◆ Work task
Output all of the listing below, leaving every line unchanged.

◆ Data for analysis
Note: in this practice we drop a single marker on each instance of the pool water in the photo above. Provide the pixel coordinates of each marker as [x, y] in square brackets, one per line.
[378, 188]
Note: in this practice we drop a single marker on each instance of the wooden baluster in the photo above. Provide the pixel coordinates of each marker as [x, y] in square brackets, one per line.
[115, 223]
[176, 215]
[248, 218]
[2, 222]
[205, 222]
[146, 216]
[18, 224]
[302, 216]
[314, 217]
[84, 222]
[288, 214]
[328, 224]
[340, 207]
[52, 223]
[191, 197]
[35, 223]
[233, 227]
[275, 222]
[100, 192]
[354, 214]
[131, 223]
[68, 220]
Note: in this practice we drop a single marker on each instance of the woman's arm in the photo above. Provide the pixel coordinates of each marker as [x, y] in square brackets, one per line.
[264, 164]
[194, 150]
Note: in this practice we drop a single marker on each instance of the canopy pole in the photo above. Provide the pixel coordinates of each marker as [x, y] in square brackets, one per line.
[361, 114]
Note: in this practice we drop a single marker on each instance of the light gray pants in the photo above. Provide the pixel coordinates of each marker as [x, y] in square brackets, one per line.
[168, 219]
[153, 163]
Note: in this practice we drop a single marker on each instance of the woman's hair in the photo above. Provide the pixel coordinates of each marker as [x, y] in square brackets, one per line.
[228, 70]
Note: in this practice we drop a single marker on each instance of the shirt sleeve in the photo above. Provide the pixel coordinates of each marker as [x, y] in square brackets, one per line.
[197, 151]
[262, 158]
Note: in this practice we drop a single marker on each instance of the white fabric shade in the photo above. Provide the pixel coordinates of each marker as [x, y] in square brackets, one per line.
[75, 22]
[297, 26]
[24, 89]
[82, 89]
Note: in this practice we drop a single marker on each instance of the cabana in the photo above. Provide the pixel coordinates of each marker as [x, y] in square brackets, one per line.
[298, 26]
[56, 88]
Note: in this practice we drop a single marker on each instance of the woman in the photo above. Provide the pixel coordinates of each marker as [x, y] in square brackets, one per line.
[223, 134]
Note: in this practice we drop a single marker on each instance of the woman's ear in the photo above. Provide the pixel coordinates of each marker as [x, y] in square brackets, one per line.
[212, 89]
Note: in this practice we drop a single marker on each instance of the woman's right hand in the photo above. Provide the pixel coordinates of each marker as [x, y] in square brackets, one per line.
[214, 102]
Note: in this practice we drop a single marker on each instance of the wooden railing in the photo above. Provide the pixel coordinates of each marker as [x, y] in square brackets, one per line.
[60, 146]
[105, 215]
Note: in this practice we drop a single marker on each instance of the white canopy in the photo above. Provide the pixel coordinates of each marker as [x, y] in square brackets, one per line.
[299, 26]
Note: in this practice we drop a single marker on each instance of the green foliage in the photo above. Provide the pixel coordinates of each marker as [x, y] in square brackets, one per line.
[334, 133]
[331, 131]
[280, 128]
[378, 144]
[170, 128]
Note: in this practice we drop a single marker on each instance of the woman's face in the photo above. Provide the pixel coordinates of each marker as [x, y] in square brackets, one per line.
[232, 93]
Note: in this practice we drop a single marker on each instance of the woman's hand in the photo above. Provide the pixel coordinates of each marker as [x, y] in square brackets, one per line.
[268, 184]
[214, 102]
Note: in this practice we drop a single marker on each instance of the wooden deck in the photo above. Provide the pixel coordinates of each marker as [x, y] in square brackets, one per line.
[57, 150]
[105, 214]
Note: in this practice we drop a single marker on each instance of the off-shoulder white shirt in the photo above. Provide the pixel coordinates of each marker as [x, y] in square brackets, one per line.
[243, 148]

◆ Exercise response
Note: in this practice we drop a single marker on each instance of the pool water in the photo above. Provide the pixel coordinates of each marker as [x, y] in square brackets, one per line.
[378, 188]
Note: in this practice we drop a single marker on each instance of the wooden baluster in the photo above. Provide the pixel coordinates of each marker as [x, y] in square brackets, one per line.
[115, 223]
[176, 215]
[248, 218]
[2, 222]
[205, 222]
[146, 216]
[18, 224]
[302, 216]
[314, 217]
[84, 222]
[288, 214]
[328, 224]
[340, 207]
[52, 223]
[191, 197]
[35, 223]
[233, 227]
[275, 222]
[100, 192]
[354, 214]
[131, 223]
[68, 220]
Note: in this practice we drop a single marker on each instance of the woman's arm in the photo above. Provide the pixel coordinates of each marker as [x, y] in square brackets, one per line.
[264, 164]
[194, 150]
Note: in this practice we drop a single marker on each instance of the canopy pole in the photo above. Provide the pixel coordinates of each marker as [x, y] in square brackets, one per line.
[361, 114]
Note: in this practice we drop a single marker on each instance of the light gray pants in the photo above. Provide the pixel coordinates of each marker as [x, y] in square brackets, one per line.
[168, 219]
[153, 163]
Note: in this practice we drop a single marker on each instance of the woman's hair in the photo above. Provide the pixel coordinates of each marker as [x, y] in square brackets, one per line.
[228, 70]
Note: in this practice we drop a single marker on each instance of the shirt sleeve in the photo above. Provide the pixel coordinates of each marker as [x, y] in square brackets, one per line.
[197, 151]
[262, 158]
Note: in this practice we drop a single marker on each instance of the white fabric shade in the photo above. Provide the pixel coordinates of each marker as [x, y] in square brackets, one per line.
[75, 22]
[297, 26]
[24, 89]
[82, 89]
Note: in this practice we drop a single marker on each instance of the cabana in the photo above. Provide the pixel coordinates of each marker as [x, y] in square brackets, one per line.
[298, 26]
[56, 88]
Note: in this practice we drop a single marker on each instance of the woman in the photo above. Provide the pixel coordinates of each marker as [x, y] in square brackets, one per line.
[223, 134]
Note: in this practice we drop a single marker on each instance of the woman's ear in the photo above. Provide the pixel coordinates of each marker as [x, y] in square brackets, one per line.
[212, 89]
Note: in this practice we drop a single marker on each instance of the woman's right hand in the photo above. Provide the pixel coordinates of each marker as [x, y] in square brackets, one per line.
[214, 102]
Note: in this practice we drop a single marker on each instance of the wooden railing in the photo above. Provide the pixel coordinates of each marker as [x, y] in square brackets, one per line.
[60, 146]
[105, 215]
Note: in this practice we drop a single marker on each instance of the white canopy in the photo above. Provide the pixel coordinates of each marker as [x, y] in square brackets, one per line.
[299, 26]
Note: in this practice we drop a single marker on each instance of the green foliage in the photo above. Provide the pixel coordinates of each marker as [x, y] in square brackets, one per line.
[334, 133]
[331, 131]
[280, 128]
[378, 144]
[170, 128]
Note: in this practice we drop a single marker on each instance of the woman's face in the photo above. Provide the pixel coordinates of each marker as [x, y] in square brackets, one per line.
[232, 93]
Note: in this practice we drop a single marker on each instance of the woman's hand in the photo above. Provide the pixel coordinates of each marker as [x, y] in square brackets, one per line.
[268, 184]
[214, 102]
Note: in this practice we drop a single marker on each instance of the wooden deck in the photo above. Provide the pixel coordinates of each marker as [x, y] in square brackets, one per line.
[57, 150]
[105, 214]
Note: in this practice we drop a single marker on each instance of the off-shoulder white shirt in the photo above. Provide the pixel coordinates of each marker as [x, y] in square brackets, one per line.
[243, 148]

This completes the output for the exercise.